▶ Gegebener Text
________________________________________

Was ist der Unterschied zwischen Linux und Unix?

Linux hat seine Wurzeln in Unix, ist aber nicht mit diesem identisch, obwohl es ihm sehr ähnelt. Wir werden die wesentlichen Unterschiede zwischen diesen beiden bekannten Betriebssystemen aufzeigen.

Sind sie wirklich so verschieden?

Linux ist ein kostenloses Betriebssystem, das auf Open-Source-Prinzipien basiert. Unix hingegen ist ein kommerzielles Produkt, das von diversen Anbietern in unterschiedlichen Varianten angeboten wird, die meist auf die jeweilige Hardware zugeschnitten sind. Es ist teuer und sein Quellcode ist nicht öffentlich zugänglich. Aber tun Linux und Unix nicht im Grunde dasselbe, und zwar auf ähnliche Weise? Im Wesentlichen ja.

Die Details sind jedoch etwas komplexer. Es gibt Unterschiede, die über rein technische und architektonische Aspekte hinausgehen. Um die Einflüsse zu verstehen, die Unix und Linux geformt haben, ist es notwendig, ihre jeweilige Entstehungsgeschichte zu betrachten.

________________________________________

▶ Vorliegende Daten
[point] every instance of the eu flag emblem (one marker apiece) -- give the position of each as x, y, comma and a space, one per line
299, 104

________________________________________

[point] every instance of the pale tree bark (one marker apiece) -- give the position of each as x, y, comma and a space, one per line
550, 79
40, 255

________________________________________

▶ Aufgabenstellung
• 1. Beantworte die folgenden Fragen zum Text über Linux und Unix.
(a) Auf welchen Prinzipien basiert Linux?
(b) Von wem und in welcher Form wird Unix angeboten?
(c) Was muss man betrachten, um die Einflüsse zu verstehen, die beide Systeme geformt haben?
• 2. Erkläre in ein bis drei Sätzen, warum der Text über Linux und Unix die Entstehungsgeschichte der beiden Systeme betrachten will.

▶ Antworten je Aufgabe
• 1.
(a) Linux basiert auf Open-Source-Prinzipien.
(b) Unix wird von diversen Anbietern in unterschiedlichen Varianten angeboten, die meist auf die jeweilige Hardware zugeschnitten sind.
(c) Man muss die jeweilige Entstehungsgeschichte von Unix und Linux betrachten.

• 2. Die Unterschiede zwischen Linux und Unix gehen über rein technische und architektonische Aspekte hinaus. Um die Einflüsse zu verstehen, die beide Systeme geformt haben, ist es deshalb notwendig, ihre jeweilige Entstehungsgeschichte zu betrachten.